Data listing

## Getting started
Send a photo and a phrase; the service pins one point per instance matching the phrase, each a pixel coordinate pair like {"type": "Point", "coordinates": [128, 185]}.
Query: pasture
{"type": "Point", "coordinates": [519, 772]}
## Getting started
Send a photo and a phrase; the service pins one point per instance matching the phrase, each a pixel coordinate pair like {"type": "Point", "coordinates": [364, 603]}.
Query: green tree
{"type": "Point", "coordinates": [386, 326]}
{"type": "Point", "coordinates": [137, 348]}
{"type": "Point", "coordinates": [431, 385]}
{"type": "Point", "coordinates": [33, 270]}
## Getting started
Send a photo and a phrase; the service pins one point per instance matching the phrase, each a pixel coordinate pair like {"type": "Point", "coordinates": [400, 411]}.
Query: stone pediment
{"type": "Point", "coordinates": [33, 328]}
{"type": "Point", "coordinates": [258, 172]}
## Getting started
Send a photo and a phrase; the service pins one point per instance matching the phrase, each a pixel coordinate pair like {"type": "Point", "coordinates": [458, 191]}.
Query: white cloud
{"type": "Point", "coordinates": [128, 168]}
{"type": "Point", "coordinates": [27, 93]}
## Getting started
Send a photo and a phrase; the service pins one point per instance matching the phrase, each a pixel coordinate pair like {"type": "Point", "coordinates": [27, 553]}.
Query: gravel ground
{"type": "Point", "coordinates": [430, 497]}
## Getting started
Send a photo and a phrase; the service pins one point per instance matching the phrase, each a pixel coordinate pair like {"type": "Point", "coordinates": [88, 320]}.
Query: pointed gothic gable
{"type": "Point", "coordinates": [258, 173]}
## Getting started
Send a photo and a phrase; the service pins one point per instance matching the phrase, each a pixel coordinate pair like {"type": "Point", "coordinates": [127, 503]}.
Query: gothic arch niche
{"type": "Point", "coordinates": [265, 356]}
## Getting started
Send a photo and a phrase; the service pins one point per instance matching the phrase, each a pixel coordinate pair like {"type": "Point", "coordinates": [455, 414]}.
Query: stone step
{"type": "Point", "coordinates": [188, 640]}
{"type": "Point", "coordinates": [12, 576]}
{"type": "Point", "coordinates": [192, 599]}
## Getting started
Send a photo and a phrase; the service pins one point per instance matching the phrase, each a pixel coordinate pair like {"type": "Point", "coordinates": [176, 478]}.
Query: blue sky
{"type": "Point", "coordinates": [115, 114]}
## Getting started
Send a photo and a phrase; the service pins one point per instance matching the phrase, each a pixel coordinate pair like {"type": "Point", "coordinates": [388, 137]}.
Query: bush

Task requirements
Please write out the whole of the material exactly.

Completed exercise
## Getting started
Send a photo and a phrase; the service pins one point per instance matching the phrase, each a pixel coordinate pair like {"type": "Point", "coordinates": [128, 185]}.
Query: pasture
{"type": "Point", "coordinates": [519, 772]}
## Getting started
Send a photo and a phrase; the service pins one point per instance matching the phrase, each a pixel coordinate pair like {"type": "Point", "coordinates": [364, 603]}.
Query: green tree
{"type": "Point", "coordinates": [386, 326]}
{"type": "Point", "coordinates": [137, 348]}
{"type": "Point", "coordinates": [431, 385]}
{"type": "Point", "coordinates": [33, 270]}
## Getting started
Send a photo and a phrase; the service pins one point per instance matching the phrase, each a pixel coordinate pair like {"type": "Point", "coordinates": [400, 411]}.
Query: stone pediment
{"type": "Point", "coordinates": [33, 328]}
{"type": "Point", "coordinates": [258, 172]}
## Getting started
Send a photo and a phrase; the service pins one point per instance matching the phrase, each a pixel coordinate pair like {"type": "Point", "coordinates": [458, 191]}.
Query: white cloud
{"type": "Point", "coordinates": [128, 168]}
{"type": "Point", "coordinates": [27, 93]}
## Getting started
Send a photo and a phrase; the service pins one point per instance matching the phrase, each a pixel coordinate pair like {"type": "Point", "coordinates": [27, 553]}.
Query: gravel ground
{"type": "Point", "coordinates": [430, 497]}
## Getting started
Send a photo and a phrase; the service pins one point per instance matching the phrase, each a pixel coordinate pair like {"type": "Point", "coordinates": [88, 320]}.
Query: pointed gothic gable
{"type": "Point", "coordinates": [258, 173]}
## Getting started
Send a photo and a phrase; the service pins one point per instance matching the phrase, each a pixel coordinate pair like {"type": "Point", "coordinates": [127, 503]}.
Query: gothic arch niche
{"type": "Point", "coordinates": [265, 356]}
## Getting started
Send a photo and a phrase; the service pins one point per instance matching the phrase, each a pixel coordinate pair like {"type": "Point", "coordinates": [455, 414]}.
Query: stone step
{"type": "Point", "coordinates": [188, 640]}
{"type": "Point", "coordinates": [12, 576]}
{"type": "Point", "coordinates": [192, 599]}
## Getting started
Send a photo and a phrase; the service pins one point per instance matching the phrase, each a pixel coordinate pair like {"type": "Point", "coordinates": [176, 478]}.
Query: blue sky
{"type": "Point", "coordinates": [115, 114]}
## Getting started
Send a photo and a phrase; the service pins one point per instance matching the phrase, each a pixel coordinate pair like {"type": "Point", "coordinates": [388, 137]}.
Query: bush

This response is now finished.